Exercise requirements.
Render the data, starting at the top and going on through the line containing "left=0, top=187, right=299, bottom=448", as a two-column CSV with the headers input and output: one row per text and its answer, every field quoted, and line breaks turned into spaces. Leave the pictures out.
________
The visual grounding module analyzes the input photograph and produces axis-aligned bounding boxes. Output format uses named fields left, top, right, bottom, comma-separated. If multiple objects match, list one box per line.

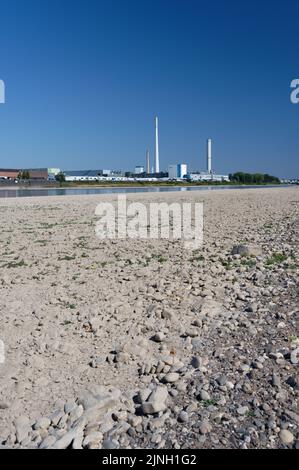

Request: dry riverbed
left=0, top=187, right=299, bottom=449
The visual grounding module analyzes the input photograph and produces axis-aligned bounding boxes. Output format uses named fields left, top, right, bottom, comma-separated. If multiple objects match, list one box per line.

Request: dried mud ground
left=0, top=187, right=299, bottom=448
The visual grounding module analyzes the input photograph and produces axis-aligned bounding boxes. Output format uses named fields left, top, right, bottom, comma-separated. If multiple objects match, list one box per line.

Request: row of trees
left=229, top=171, right=280, bottom=184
________
Result for this exercise.
input,output
"The visual grounding module analyzes the input photograph and produces axis-aligned bounding boxes. Output format uses named fields left, top, right, bottom, comma-separated. If multiple objects match, list one box per line. Request: dry riverbed","left=0, top=187, right=299, bottom=449"
"The visual grounding module analyzes the input photograph and produces axis-aligned bounding boxes. Output format uses named fields left, top, right, bottom, comma-separated. If multiple objects match, list one box per line. Request: dried mud ground","left=0, top=187, right=299, bottom=448"